PASSAGE GIVEN:
——
In the embodiment described above the rotary movement of the rotary knob 7 is transferred to the wire reel 13 with the aid of a Maltese cross transmission (driving disc 18 and wire reel 13 constructed in the form of a Maltese cross disc), thus producing a gradual or intermittent tightening of the traction wire tensioning elements 8, 9. However, instead of such a Maltese cross transmission a gear drive can transfer the rotary movement of the rotary knob 7 to the wire reel 13, as a result of which a substantially continuous tightening o the traction wire tensioning elements 8, 9 can be made possible.

Details of one embodiment of a gear drive are shown in FIGS. 9 and 10. The wire reel 13 itself can again be guided and mounted in a substantially similar manner to that described above. However, in this case an approximately disc-shaped gear wheel 50 with teeth 51 provided on the outer peripheral edge is fixed coaxial to it (for example--as indicated--pinned). A drive reel 18' is connected for drive purposes to this gear wheel 50 and can be associated with the other parts of the rotary fastener by means of its upwardly projecting pins 27' in the same way as the drive reel 18 in the preceding example. The only way in which this drive reel 18' differs from the drive reel 18 can be seen in the fact that it has on its peripheral edge a suitable number of driving teeth 52 which engage with the teeth 51 of the gear wheel 50. In this way the drive reel 18' forms a sort of drive pinion for the gear wheel 50 of the wire reel 13.

In addition when this gear drive is used in accordance with FIGS. 9 and 10 the above-mentioned ratchet arrangement ensures a reliable locking and release of the fastener positions.

In the embodiments described above a Maltese cross transmission (FIGS. 2 to 8) is provided on the one hand and a simple spur gear system (FIGS. 9 and 10) on the other hand between the intermediate disc and the wire reel, i.e. as a drive for this wire reel. According to a further advantageous embodiment of the invention a further possibility for driving the wire reel resides in the provision of a planetary gear between the intermediate disc and the wire reel. Such an embodiment will be described below in particular with the aid of FIGS. 11 and 12. It should first of all be mentioned in this connection that in particular in FIG. 11 for the sake of simplicity only the parts of the rotary fastener arranged in the region of the flat housing and the housing cover are illustrated, whilst the parts lying above them with the rotary knob and the pawl have been left out since these parts can be of practically the same construction and function in the same manner as described in detail above in particular with the aid of FIGS. 2 to 8. Furthermore, in these FIGS. 11 and 12 the parts which are at least almost the same as the parts of the embodiment according to FIGS. 1 to 8 are designated by the same reference numerals as are used there but modified by double prime.

The overall construction of this further embodiment which is of interest here will first of all be explained with the aid of FIG. 11. According to this the rotary fastener of this example again contains a flat housing 6" to be fixed on to the upper of a ski boot, with a housing cover 22" releasably fixed on the top of the housing 6" for example by means of screws 53 which are merely indicated by dash-dot lines and are distributed over the periphery.
——
TASKS FOR THIS EXERCISE:
(a) In the passage on the ski boot rotary fastener, what is fixed coaxial to the wire reel in the gear drive shown in FIGS. 9 and 10?
(b) Write out the stretch of the rotary fastener passage from "In addition when" through "the fastener positions.".
(c) Write what comes next in the passage on the ski boot rotary fastener, picking up after its final sentence.
The records that come next are separate material, apart from the passage on the ski boot rotary fastener.

Dataset records on object locations:
——
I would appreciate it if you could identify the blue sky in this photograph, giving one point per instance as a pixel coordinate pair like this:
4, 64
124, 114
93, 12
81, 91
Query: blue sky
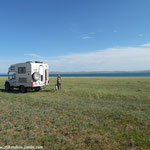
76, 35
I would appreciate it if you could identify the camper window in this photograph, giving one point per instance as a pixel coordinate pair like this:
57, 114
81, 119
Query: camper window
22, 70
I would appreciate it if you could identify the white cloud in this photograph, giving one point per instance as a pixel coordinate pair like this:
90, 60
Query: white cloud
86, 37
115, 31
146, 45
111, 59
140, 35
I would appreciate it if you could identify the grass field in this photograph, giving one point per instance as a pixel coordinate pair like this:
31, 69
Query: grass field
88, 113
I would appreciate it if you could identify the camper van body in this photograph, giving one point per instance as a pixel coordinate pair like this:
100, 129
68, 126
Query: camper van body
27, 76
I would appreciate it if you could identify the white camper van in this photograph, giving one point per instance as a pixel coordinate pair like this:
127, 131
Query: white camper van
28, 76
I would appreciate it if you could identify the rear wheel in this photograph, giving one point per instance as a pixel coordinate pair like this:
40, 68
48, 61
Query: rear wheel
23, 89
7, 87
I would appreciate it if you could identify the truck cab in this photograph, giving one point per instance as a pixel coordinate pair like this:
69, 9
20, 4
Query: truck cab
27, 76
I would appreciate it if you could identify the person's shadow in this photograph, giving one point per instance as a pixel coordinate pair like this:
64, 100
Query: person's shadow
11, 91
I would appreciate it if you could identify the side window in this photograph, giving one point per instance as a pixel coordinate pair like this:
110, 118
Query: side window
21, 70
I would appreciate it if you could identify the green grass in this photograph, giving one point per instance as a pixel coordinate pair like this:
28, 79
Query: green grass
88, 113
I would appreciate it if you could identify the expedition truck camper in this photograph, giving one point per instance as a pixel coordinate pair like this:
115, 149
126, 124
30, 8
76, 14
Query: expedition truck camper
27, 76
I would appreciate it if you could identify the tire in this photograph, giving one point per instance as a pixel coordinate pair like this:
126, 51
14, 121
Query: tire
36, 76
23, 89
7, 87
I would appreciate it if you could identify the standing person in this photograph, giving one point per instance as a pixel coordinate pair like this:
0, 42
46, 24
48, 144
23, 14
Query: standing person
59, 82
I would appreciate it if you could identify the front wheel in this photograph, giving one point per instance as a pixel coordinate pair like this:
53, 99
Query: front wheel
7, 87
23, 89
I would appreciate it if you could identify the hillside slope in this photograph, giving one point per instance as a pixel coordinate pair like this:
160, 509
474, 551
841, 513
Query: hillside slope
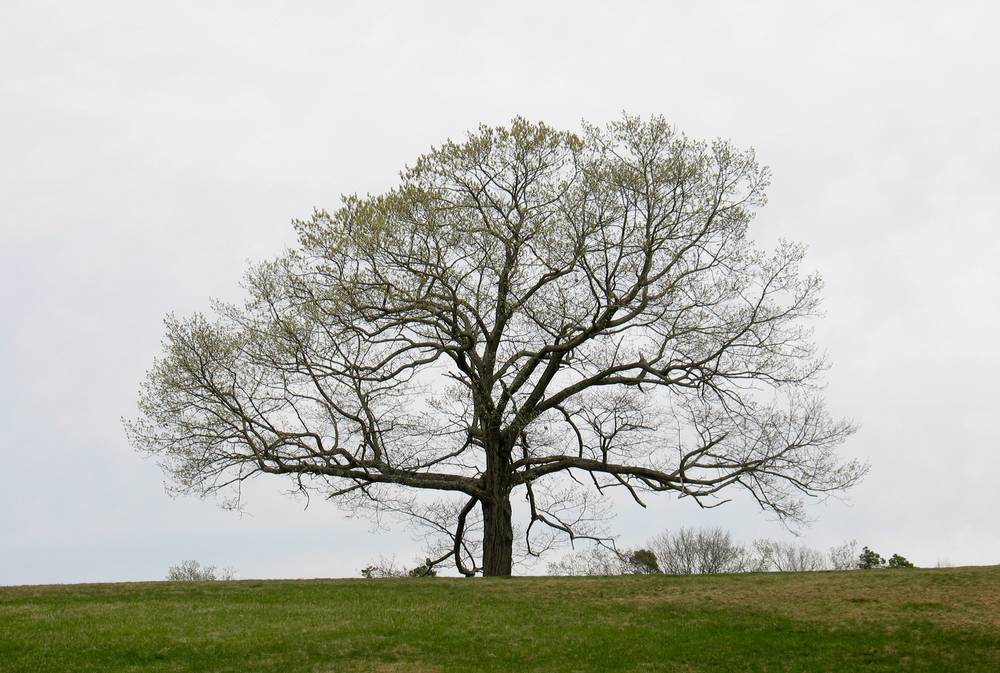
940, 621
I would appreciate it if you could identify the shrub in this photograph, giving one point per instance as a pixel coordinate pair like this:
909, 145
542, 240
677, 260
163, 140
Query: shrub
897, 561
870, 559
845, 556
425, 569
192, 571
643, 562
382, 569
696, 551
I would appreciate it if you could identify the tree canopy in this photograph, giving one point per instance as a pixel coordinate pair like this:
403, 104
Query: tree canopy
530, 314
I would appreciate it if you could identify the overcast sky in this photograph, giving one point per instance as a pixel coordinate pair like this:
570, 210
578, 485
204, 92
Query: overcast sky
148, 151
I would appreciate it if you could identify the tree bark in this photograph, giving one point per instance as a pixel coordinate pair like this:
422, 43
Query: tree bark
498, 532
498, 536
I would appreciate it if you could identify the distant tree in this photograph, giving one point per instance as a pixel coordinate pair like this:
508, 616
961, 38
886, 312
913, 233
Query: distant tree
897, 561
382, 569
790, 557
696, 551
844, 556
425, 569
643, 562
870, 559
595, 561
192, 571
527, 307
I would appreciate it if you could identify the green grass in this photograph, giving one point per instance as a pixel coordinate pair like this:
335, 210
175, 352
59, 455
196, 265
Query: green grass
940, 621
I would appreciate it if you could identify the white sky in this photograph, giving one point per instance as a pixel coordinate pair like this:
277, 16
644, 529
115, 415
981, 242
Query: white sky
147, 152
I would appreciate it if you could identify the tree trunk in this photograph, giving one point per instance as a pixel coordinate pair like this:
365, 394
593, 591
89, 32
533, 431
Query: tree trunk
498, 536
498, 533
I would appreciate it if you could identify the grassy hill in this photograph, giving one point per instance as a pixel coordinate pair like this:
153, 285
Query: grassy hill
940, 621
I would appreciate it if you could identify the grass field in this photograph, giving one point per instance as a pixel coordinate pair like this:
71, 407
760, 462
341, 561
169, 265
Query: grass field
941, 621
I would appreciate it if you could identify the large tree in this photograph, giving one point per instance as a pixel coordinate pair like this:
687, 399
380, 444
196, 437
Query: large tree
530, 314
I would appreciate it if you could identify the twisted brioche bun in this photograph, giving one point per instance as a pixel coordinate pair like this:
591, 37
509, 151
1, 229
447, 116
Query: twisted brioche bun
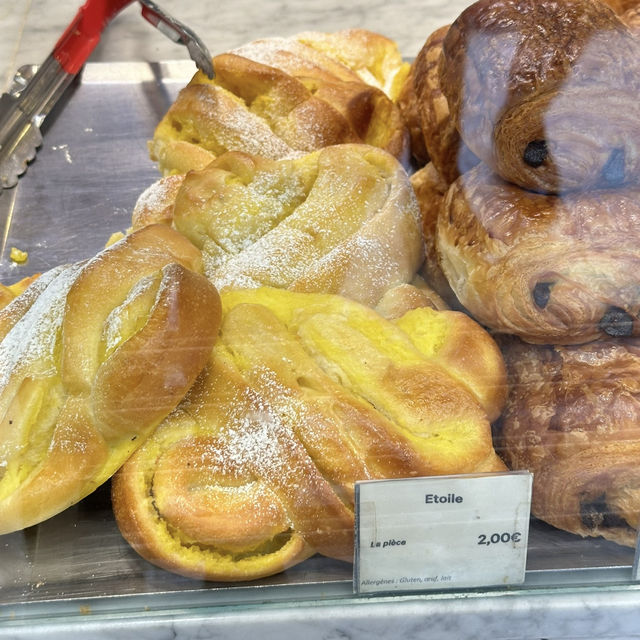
——
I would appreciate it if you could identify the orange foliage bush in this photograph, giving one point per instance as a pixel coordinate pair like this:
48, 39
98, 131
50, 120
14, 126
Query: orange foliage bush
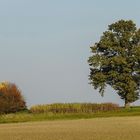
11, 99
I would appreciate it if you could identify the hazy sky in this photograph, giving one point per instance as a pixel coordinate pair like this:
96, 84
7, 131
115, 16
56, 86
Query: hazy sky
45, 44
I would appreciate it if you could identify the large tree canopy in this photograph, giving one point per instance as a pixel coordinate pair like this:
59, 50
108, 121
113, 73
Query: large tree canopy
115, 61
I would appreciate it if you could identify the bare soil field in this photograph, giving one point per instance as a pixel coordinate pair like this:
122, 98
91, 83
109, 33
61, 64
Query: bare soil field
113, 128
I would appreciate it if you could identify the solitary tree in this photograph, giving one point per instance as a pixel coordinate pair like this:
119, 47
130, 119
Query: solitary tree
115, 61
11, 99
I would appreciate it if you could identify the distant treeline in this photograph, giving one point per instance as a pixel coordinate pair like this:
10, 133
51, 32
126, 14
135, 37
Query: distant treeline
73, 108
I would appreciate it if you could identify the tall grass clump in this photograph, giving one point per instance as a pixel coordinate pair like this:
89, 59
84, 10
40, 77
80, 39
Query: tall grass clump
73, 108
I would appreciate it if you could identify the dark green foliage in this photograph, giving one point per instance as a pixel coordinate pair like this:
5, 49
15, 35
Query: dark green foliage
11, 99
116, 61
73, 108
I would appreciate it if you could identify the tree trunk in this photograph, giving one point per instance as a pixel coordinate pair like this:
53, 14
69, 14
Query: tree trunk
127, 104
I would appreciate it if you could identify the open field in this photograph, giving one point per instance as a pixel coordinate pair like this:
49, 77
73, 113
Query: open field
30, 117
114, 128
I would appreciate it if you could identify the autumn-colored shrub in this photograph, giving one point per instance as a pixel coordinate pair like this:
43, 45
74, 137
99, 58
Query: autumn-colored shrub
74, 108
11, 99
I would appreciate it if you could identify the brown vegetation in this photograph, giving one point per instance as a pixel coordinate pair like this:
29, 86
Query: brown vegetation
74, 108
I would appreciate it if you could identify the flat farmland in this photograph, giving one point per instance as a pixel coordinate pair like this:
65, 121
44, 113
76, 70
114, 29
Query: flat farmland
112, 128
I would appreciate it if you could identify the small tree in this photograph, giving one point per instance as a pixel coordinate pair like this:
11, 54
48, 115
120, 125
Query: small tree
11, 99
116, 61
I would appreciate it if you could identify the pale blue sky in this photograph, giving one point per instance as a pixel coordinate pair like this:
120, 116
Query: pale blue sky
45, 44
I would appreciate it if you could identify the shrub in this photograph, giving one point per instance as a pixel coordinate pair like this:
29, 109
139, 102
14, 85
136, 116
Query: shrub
——
EXERCISE RESPONSES:
(a) An approximately disc-shaped gear wheel 50 with teeth 51 on its outer peripheral edge.

(b)
In addition when this gear drive is used in accordance with FIGS. 9 and 10 the above-mentioned ratchet arrangement ensures a reliable locking and release of the fastener positions.

(c)
Reference should also be made at this point to a special possible construction of the housing cover 22". This housing cover 22" can have an upwardly protruding annular peripheral wall 54 defining a cylindrical recess 55 which is open towards the top and in which the intermediate disc 33" which is only indicated by dash-dot lines is received so as to fit in diameter and height and to be freely rotatably.

The wire reel 13" in this case is also accommodated and arranged so as to be freely rotatable in a recess 12" (as in the first embodiment) which is accurately adapted in diameter and depth, but this recess 12" is provided centrally in the essentially cylindrical housing 6". Accordingly the wire reel 13" is mounted centrally in the flag housing 6" by means of a bearing projection 13"a protruding downwards from its underside, this bearing projection 13"a being accommodated in a central bore 56 in the housing base 6"a so as to fit and be freely rotatable.

As has already been mentioned above, in this case a planetary gear to drive the wire reel 13" is located between the intermediate disc 33" and the wire reel 13". For this purpose the drive disc for the wire reel is constructed in the form of a driving sun wheel 18" and is arranged centrally in an internally toothed ring gear 57 which surrounds the wire reel 13" in the region of its upper face and is borne by the flat housing 6" so as to be fixed against rotation. At least one plane wheel is in toothed engagement with the driving sun wheel 18" on the one hand and the internally toothed ring gear 57 on the other hand; in the present case--as shown in particular in FIG. 12--there are preferably three such planet wheels 58 provided in even distribution around the periphery inside the ring gear 57. These planet wheels constructed in the form of small pinions are mounted on the upper face of the wire reel 13" so as to be freely rotatable and are loosely slipped onto and freely rotatable on appertaining upwardly protruding cylindrical trunnions.

The wire reel 13" has a central guide bore 60 preferably passing right through it in which a guide pin 61 protruding centrally downwards from the driving sun wheel 18" is mounted and guided so as to be freely rotatable.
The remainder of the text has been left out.